Using the records below, report how many lines hold "coin", with no extra text.
*** Entries shown Section Begins ***
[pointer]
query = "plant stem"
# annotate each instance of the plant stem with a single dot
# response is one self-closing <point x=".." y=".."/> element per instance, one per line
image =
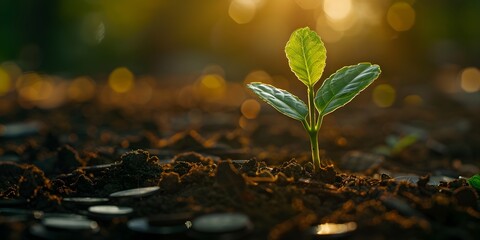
<point x="315" y="151"/>
<point x="311" y="107"/>
<point x="313" y="129"/>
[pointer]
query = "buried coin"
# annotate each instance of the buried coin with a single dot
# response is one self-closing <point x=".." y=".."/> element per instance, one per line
<point x="136" y="192"/>
<point x="70" y="224"/>
<point x="163" y="224"/>
<point x="329" y="230"/>
<point x="219" y="223"/>
<point x="96" y="168"/>
<point x="110" y="210"/>
<point x="65" y="228"/>
<point x="16" y="214"/>
<point x="85" y="200"/>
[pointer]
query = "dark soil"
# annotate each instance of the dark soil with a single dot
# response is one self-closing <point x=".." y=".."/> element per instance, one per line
<point x="199" y="170"/>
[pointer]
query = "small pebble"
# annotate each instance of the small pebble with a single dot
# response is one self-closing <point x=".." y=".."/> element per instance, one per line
<point x="332" y="230"/>
<point x="110" y="210"/>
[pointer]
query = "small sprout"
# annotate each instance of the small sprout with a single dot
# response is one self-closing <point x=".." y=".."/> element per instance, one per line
<point x="474" y="181"/>
<point x="307" y="56"/>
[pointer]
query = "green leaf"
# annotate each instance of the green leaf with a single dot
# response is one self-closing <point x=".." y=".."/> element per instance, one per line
<point x="474" y="181"/>
<point x="281" y="100"/>
<point x="342" y="86"/>
<point x="306" y="55"/>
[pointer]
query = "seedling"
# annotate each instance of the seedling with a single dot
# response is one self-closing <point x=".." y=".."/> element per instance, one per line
<point x="306" y="56"/>
<point x="474" y="181"/>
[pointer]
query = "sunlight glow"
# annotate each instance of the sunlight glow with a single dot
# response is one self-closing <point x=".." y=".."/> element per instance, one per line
<point x="401" y="16"/>
<point x="243" y="11"/>
<point x="211" y="87"/>
<point x="384" y="95"/>
<point x="337" y="9"/>
<point x="81" y="89"/>
<point x="327" y="33"/>
<point x="258" y="76"/>
<point x="121" y="80"/>
<point x="470" y="80"/>
<point x="308" y="4"/>
<point x="413" y="100"/>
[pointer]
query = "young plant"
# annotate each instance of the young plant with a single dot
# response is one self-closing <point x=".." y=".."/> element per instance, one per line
<point x="306" y="56"/>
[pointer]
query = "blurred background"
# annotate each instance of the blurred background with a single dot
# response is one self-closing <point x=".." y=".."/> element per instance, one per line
<point x="56" y="50"/>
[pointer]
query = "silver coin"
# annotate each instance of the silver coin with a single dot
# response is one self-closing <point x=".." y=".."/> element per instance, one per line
<point x="136" y="192"/>
<point x="110" y="210"/>
<point x="221" y="223"/>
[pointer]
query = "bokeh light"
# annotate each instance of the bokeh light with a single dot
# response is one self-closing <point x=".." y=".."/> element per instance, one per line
<point x="384" y="95"/>
<point x="121" y="80"/>
<point x="470" y="80"/>
<point x="5" y="82"/>
<point x="401" y="16"/>
<point x="242" y="11"/>
<point x="81" y="89"/>
<point x="337" y="9"/>
<point x="258" y="76"/>
<point x="211" y="87"/>
<point x="413" y="100"/>
<point x="308" y="4"/>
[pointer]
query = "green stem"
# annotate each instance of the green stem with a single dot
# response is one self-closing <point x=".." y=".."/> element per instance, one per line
<point x="315" y="151"/>
<point x="311" y="107"/>
<point x="313" y="128"/>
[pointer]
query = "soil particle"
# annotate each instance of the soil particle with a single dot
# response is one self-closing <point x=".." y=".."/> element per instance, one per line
<point x="67" y="160"/>
<point x="23" y="181"/>
<point x="466" y="197"/>
<point x="192" y="157"/>
<point x="228" y="177"/>
<point x="190" y="140"/>
<point x="169" y="182"/>
<point x="292" y="169"/>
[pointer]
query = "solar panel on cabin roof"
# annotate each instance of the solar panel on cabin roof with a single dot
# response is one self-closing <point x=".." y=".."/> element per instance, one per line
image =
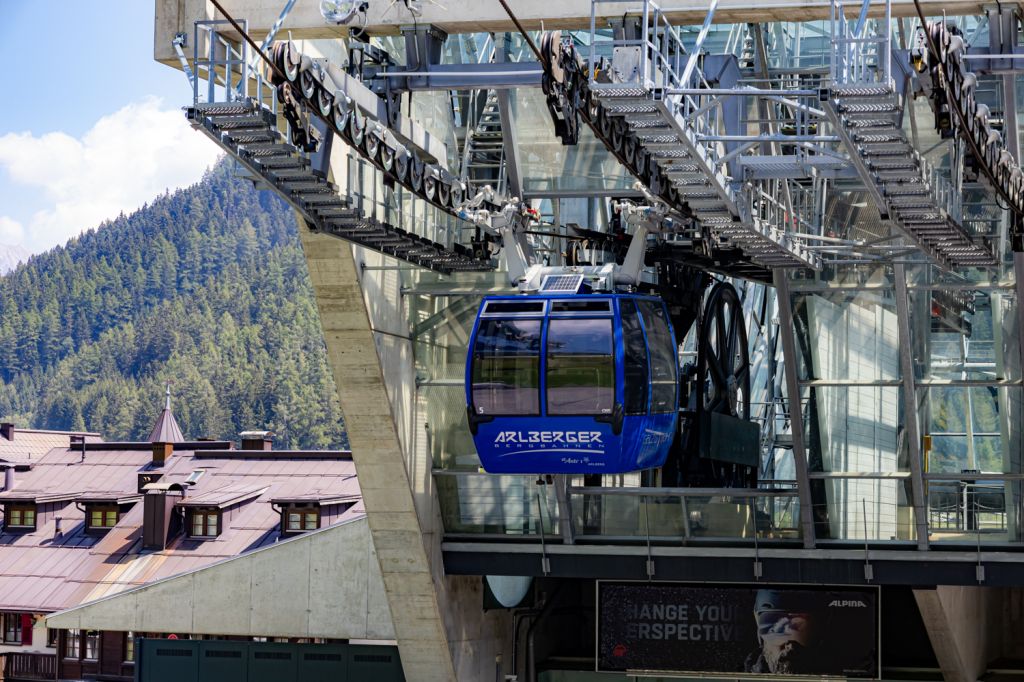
<point x="562" y="283"/>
*** Entries shown Section Ends ***
Reply => 4